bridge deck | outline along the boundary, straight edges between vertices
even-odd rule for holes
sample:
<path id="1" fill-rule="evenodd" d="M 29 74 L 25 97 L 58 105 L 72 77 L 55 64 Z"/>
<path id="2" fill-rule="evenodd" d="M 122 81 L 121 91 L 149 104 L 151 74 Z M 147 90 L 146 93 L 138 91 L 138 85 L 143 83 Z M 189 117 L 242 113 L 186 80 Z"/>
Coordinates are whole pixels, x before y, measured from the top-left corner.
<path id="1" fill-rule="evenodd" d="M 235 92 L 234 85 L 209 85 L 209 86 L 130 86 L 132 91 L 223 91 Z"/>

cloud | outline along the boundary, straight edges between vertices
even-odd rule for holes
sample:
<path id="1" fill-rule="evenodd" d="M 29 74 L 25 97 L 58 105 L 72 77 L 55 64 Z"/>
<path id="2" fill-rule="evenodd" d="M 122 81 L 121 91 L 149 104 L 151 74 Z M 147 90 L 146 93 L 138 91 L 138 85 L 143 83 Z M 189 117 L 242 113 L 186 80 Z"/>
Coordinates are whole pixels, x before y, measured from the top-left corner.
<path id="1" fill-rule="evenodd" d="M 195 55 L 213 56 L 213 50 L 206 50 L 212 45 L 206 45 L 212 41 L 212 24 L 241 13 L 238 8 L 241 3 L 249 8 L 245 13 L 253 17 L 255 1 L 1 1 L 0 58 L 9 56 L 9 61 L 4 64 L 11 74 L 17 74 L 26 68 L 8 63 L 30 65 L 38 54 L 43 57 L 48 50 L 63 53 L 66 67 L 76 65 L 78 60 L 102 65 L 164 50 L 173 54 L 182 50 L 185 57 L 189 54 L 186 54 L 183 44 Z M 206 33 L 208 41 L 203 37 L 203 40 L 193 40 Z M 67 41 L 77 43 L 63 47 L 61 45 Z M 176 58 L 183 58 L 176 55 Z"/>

- - - - - - -

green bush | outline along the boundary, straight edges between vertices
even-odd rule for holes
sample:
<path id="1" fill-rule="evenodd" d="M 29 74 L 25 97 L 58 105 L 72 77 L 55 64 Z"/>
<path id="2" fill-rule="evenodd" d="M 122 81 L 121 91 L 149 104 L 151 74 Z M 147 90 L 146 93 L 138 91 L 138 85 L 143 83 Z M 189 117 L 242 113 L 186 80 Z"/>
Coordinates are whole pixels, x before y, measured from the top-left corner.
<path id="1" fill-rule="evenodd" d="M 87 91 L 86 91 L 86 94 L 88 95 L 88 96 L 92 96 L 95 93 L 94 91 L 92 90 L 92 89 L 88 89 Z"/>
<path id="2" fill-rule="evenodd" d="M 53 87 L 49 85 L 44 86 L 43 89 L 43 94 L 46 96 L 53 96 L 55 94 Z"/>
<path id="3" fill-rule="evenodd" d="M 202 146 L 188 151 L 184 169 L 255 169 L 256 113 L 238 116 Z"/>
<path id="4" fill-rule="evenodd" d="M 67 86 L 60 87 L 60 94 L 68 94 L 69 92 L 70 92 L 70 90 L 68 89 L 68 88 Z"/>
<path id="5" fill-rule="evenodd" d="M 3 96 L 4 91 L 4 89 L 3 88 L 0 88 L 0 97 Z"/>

- - - - - - -

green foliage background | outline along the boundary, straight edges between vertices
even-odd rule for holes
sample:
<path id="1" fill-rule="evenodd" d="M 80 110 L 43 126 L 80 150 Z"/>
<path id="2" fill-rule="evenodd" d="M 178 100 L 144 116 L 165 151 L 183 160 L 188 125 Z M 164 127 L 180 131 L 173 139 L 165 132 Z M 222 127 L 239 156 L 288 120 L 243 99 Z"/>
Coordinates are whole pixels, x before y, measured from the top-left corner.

- - - - - - -

== WORK TO COMPLETE ==
Print the lines starting at the line containing "green bush |" and ending at the line containing "3 96 L 4 91", both included, reproducing each one character for character.

== ANSWER IN FULL ==
green bush | outline along the boundary, straight edges between vertices
even-odd rule for holes
sample:
<path id="1" fill-rule="evenodd" d="M 29 74 L 25 97 L 58 105 L 72 77 L 55 64 Z"/>
<path id="2" fill-rule="evenodd" d="M 122 81 L 121 91 L 149 104 L 151 74 Z M 147 90 L 146 93 L 138 91 L 138 85 L 143 83 Z M 189 117 L 242 113 L 186 80 Z"/>
Coordinates are whole pixels, x before y, measured from the top-left corner.
<path id="1" fill-rule="evenodd" d="M 87 91 L 86 91 L 86 94 L 88 95 L 88 96 L 92 96 L 95 93 L 94 91 L 92 90 L 92 89 L 88 89 Z"/>
<path id="2" fill-rule="evenodd" d="M 53 87 L 49 85 L 44 86 L 43 89 L 43 94 L 46 96 L 53 96 L 55 94 Z"/>
<path id="3" fill-rule="evenodd" d="M 202 146 L 188 151 L 184 169 L 255 169 L 256 113 L 238 116 Z"/>
<path id="4" fill-rule="evenodd" d="M 67 86 L 60 87 L 60 94 L 68 94 L 69 92 L 70 92 L 70 90 L 68 89 L 68 88 Z"/>
<path id="5" fill-rule="evenodd" d="M 3 96 L 4 91 L 4 89 L 3 88 L 0 88 L 0 97 Z"/>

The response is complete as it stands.